Task objective
Omit every picture, then give all the entries again exactly.

Data section

..........

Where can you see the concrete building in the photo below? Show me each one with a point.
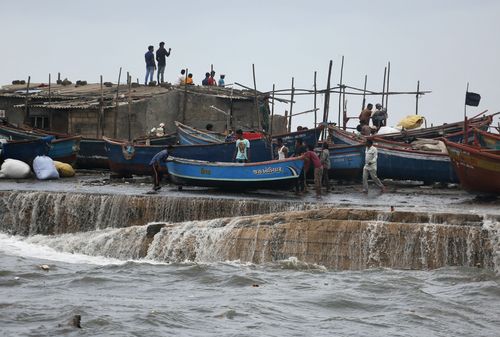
(121, 113)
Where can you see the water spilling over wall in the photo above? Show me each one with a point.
(335, 238)
(29, 213)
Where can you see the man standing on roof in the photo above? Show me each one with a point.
(370, 167)
(366, 113)
(379, 116)
(161, 57)
(156, 163)
(242, 153)
(150, 65)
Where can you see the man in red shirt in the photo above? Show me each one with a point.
(311, 157)
(211, 79)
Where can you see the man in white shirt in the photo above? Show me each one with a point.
(370, 167)
(242, 153)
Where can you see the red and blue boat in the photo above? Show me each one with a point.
(477, 167)
(274, 174)
(26, 150)
(61, 148)
(128, 158)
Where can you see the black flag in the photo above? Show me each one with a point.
(472, 99)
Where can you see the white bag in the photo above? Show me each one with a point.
(14, 169)
(45, 168)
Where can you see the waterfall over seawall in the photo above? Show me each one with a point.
(335, 238)
(30, 213)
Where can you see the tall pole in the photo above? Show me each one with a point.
(100, 123)
(115, 126)
(340, 89)
(271, 124)
(315, 107)
(465, 105)
(327, 97)
(129, 81)
(344, 109)
(387, 90)
(272, 114)
(383, 86)
(364, 94)
(256, 100)
(26, 110)
(417, 96)
(50, 91)
(291, 108)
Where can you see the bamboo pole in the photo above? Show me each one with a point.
(387, 88)
(344, 109)
(26, 110)
(340, 95)
(50, 91)
(465, 103)
(417, 97)
(271, 124)
(364, 94)
(115, 126)
(291, 108)
(101, 113)
(129, 80)
(327, 97)
(256, 100)
(315, 111)
(272, 113)
(383, 86)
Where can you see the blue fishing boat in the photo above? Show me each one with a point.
(400, 161)
(26, 150)
(275, 174)
(127, 158)
(191, 136)
(92, 154)
(309, 136)
(346, 161)
(63, 148)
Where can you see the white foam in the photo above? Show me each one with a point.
(17, 246)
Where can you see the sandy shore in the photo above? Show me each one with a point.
(401, 196)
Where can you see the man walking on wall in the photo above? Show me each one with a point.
(150, 65)
(161, 58)
(370, 167)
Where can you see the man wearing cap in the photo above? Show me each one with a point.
(366, 113)
(161, 57)
(379, 116)
(160, 130)
(149, 57)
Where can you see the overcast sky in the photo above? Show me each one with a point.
(444, 44)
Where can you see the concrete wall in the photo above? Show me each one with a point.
(191, 108)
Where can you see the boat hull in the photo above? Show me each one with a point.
(92, 154)
(274, 174)
(478, 171)
(346, 161)
(26, 150)
(127, 159)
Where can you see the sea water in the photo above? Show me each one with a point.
(120, 297)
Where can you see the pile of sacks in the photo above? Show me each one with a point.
(44, 168)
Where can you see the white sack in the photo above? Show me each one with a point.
(45, 168)
(14, 169)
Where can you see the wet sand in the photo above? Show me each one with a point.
(402, 196)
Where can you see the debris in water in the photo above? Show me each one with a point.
(77, 319)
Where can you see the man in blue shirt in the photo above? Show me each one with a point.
(161, 55)
(155, 163)
(150, 65)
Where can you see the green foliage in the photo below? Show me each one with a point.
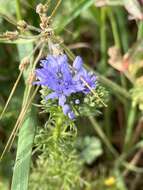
(57, 165)
(90, 149)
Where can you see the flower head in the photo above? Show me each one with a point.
(57, 75)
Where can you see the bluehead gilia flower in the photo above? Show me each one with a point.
(57, 75)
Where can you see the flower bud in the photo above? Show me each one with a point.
(24, 62)
(22, 25)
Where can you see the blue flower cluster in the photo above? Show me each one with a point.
(63, 80)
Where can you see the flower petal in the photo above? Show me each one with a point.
(52, 95)
(66, 109)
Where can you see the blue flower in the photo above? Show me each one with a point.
(83, 76)
(57, 75)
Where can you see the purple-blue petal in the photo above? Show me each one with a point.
(77, 64)
(66, 109)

..........

Completed exercise
Where can you see the concrete building in the photo below? Show me each one with a point.
(121, 113)
Where can you see the water spilling over wall in the photo above? Show me each one with a point.
(335, 238)
(29, 213)
Where can you see the man standing on roof in the photo above? Show me each one with a point.
(370, 167)
(366, 113)
(379, 116)
(161, 57)
(156, 163)
(242, 153)
(150, 65)
Where can you see the man in red shirt in the photo above? Show me each one with a point.
(311, 157)
(211, 79)
Where can you see the man in white shirt in the photo above? Show me each one with a point.
(370, 167)
(242, 153)
Where can you see the red and blue boat in the photo above? Show me each one with a point.
(477, 167)
(274, 174)
(26, 150)
(61, 148)
(128, 158)
Where can you see the black flag in the photo above? Show me each one with a point.
(472, 99)
Where can you see the white bag in the photo above? Show me each one with a point.
(14, 169)
(45, 168)
Where can you see the waterfall over seawall in the photo above? Show me each one with a point.
(335, 238)
(30, 213)
Where can you see the tall pole in the photo above? Show me each one with a point.
(100, 123)
(115, 126)
(340, 89)
(271, 124)
(315, 107)
(465, 105)
(327, 97)
(129, 81)
(344, 109)
(387, 90)
(272, 114)
(383, 86)
(364, 94)
(256, 100)
(26, 110)
(417, 96)
(50, 91)
(291, 108)
Where can you see the bamboo pole in the photo above? Show me each one with a point.
(387, 88)
(344, 109)
(26, 110)
(340, 95)
(50, 91)
(465, 103)
(417, 97)
(271, 124)
(364, 94)
(115, 126)
(291, 108)
(101, 113)
(129, 80)
(327, 97)
(256, 100)
(315, 111)
(272, 113)
(383, 86)
Where can you see the blue fishing boat in the photo above? Show me each one with a point.
(400, 161)
(26, 150)
(275, 174)
(127, 158)
(191, 136)
(92, 154)
(309, 136)
(346, 161)
(63, 148)
Where can you see the white foam in the photo above? Show me each one with a point.
(17, 246)
Where can you see the sandy shore in the photo above? Show me each one with a point.
(401, 196)
Where can you see the man walking on wall in the photo above? Show me each one with a point.
(150, 65)
(161, 58)
(370, 167)
Where can you see the man wearing cap in the photo above? Show me each one with a point.
(366, 113)
(161, 57)
(379, 116)
(160, 130)
(149, 57)
Where can you see the overcast sky in the photo above? Show me each one with a point.
(444, 44)
Where can you see the concrete wall in the photo above? Show me each one with a point.
(191, 108)
Where can you see the boat hull in the photo above? Show me each one with a point.
(92, 154)
(274, 174)
(478, 171)
(346, 161)
(26, 150)
(127, 159)
Where can you see the sea water in the photo above? Show me each one with a point.
(120, 297)
Where can you see the pile of sacks in the photo above? Show me each one with a point.
(44, 168)
Where can you see the white sack in the photo above? Show me each one with a point.
(45, 168)
(14, 169)
Where can you see the wet sand in the photo above? Show me each one with a point.
(402, 196)
Where can you see the debris in water in the photo above? Show me each one with a point.
(77, 319)
Where can you see the man in blue shirt in the photo above? Show me each one with a point.
(161, 55)
(155, 163)
(150, 65)
Where can you see the green foliage in the photo below? Show me each one with a point.
(57, 165)
(90, 149)
Where can you see the flower head in the photo above? Show me each one with a point.
(57, 75)
Where can you see the bluehead gilia flower in the photo above? Show me each one with a point.
(57, 75)
Where can you see the flower bud in the photo above? Show me each one with a point.
(24, 62)
(22, 25)
Where can you see the blue flower cluster in the photo above? Show me each one with a point.
(63, 80)
Where can you see the flower petal in the photo above? Show me each one with a point.
(52, 95)
(66, 109)
Where can you see the blue flower in the photo above? Show me each one with a point.
(83, 76)
(57, 75)
Where can you see the purple-blue petal in the photo above? Show me each one with a point.
(77, 64)
(66, 109)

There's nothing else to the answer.